### Assignment:
What you write must match the records exactly, except for the images, which are left out.

**** Recorded information ****

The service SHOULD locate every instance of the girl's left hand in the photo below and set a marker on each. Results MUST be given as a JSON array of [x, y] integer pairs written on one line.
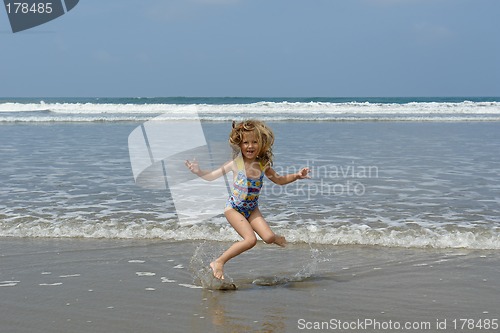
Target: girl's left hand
[[303, 173]]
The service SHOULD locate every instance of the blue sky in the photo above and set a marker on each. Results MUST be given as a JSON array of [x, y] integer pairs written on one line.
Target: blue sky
[[282, 48]]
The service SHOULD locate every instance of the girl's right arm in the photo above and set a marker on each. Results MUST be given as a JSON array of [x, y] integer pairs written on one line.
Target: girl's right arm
[[209, 175]]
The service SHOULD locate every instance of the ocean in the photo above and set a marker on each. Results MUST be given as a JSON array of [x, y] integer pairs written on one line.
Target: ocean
[[386, 172]]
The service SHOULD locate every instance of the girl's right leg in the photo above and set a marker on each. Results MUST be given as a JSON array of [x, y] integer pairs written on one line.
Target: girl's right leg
[[245, 230]]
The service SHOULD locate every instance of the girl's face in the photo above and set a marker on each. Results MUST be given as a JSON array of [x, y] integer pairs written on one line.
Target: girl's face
[[249, 145]]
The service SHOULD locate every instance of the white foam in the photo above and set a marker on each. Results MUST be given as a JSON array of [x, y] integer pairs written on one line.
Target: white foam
[[145, 273], [9, 283]]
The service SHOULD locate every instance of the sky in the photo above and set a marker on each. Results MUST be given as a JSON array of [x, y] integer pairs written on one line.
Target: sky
[[257, 48]]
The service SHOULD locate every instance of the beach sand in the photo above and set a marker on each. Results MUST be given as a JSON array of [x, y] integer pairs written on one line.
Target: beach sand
[[81, 285]]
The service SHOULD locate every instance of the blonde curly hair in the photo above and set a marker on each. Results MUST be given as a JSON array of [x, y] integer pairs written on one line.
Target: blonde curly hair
[[265, 138]]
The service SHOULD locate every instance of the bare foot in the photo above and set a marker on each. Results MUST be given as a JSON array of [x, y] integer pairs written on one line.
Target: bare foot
[[280, 240], [218, 270]]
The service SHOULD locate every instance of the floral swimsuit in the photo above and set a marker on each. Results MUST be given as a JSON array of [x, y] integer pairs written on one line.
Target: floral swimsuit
[[245, 194]]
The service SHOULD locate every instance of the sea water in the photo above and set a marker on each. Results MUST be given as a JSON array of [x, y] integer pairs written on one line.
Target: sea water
[[385, 172]]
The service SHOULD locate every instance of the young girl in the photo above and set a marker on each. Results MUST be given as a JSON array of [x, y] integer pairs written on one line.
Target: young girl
[[252, 144]]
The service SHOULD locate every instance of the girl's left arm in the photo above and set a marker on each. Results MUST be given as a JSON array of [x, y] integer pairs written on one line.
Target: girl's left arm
[[286, 179]]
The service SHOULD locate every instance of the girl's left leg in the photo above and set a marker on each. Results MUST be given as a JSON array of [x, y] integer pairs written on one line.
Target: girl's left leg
[[259, 224]]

****

### Expected output:
The service SHOULD locate every instance of the girl's left hand in the photo below and set a marker on each. Results MUST be given as a JSON array of [x, y] integer pairs written on one line.
Target: girl's left hand
[[303, 173]]
The service SHOULD locate every instance of the blue sky in the photo above and set a marker on each. Results MUST be given as a JSON array of [x, y] integer pairs written on one line.
Target: blue sky
[[282, 48]]
The service SHOULD locate every instance of the girl's right arm in the photo above and set a marker on each. Results MUST be given as a JSON array of [x, y] integer pairs written on one line.
Target: girl's right arm
[[209, 175]]
The service SHOULD locate every instance of the ocean in the photo above and set a marker on each. Results MUST be given as a JSON array of [x, y] integer pairs written on one line.
Target: ocean
[[386, 172]]
The service SHOULD locate every instance of the girl's right leg in the photo above and set a marker on each. Results MUST be given as a JSON array of [x, y] integer pairs written on one line.
Target: girl's right leg
[[245, 230]]
The service SHOULD locate every instance of the girl's face in the photo above and set a marker on each. Results MUST be given as a JSON array of [x, y] integer pairs written on one line.
Target: girl's face
[[249, 145]]
The service SHOULD locate every instance of the white foam in the photo above and set a marker on each. Results MUST be given as a JSON array of [x, y] integer pairs written on one line.
Target: white foam
[[145, 273], [9, 283]]
The service SHOULD locate every instance of the sky in the photo above and set a marker on each. Results MUST be given as a JSON array of [x, y] integer pairs written on one line.
Target: sky
[[257, 48]]
The service SHOULD locate every instance of the beach sand in the photo above and set a marker on each. Results MUST be given as a JSON array of [x, y] integer pairs written on one line.
Target: beach sand
[[81, 285]]
The service SHOULD locate every instance of the blonde curly hair in the photo above and set a marker on each. Results MUST be given as a JSON array of [x, y] integer pairs written on one line.
Target: blonde curly hair
[[265, 138]]
The service SHOULD locate every instance of the bare foot in the photo above and set a marker on each. Results MUST be given as a JSON array of [x, y] integer pairs written on one line.
Target: bare foot
[[280, 240], [218, 270]]
The service SHOULD locate every instance of the floral swimsuit in the photo above and set a marker on each. Results MUST be given as a JSON array of [x, y] integer pairs written on one line.
Target: floral swimsuit
[[245, 194]]
The service SHOULD locate every instance of the sea water in the photo above and set a marker on each. Results MUST be given as a JSON array of [x, y] integer pairs written on one line.
Target: sea water
[[385, 172]]
The service SHOULD locate every instance of the young girl in the photo above and set a marker on each. Results MUST be given as a JSON array of [x, y] integer pairs written on one line.
Target: young girl
[[252, 144]]
The service SHOULD locate every instance of the girl's left arm in the photo above and set a marker on each. Results MUST be given as a JSON array of [x, y] integer pairs written on one line.
Target: girl's left arm
[[286, 179]]
The service SHOULD locate every instance of the girl's left leg in the photo above and set a marker on each. Results MUST be given as a JSON array of [x, y] integer pairs written on one line.
Target: girl's left leg
[[259, 224]]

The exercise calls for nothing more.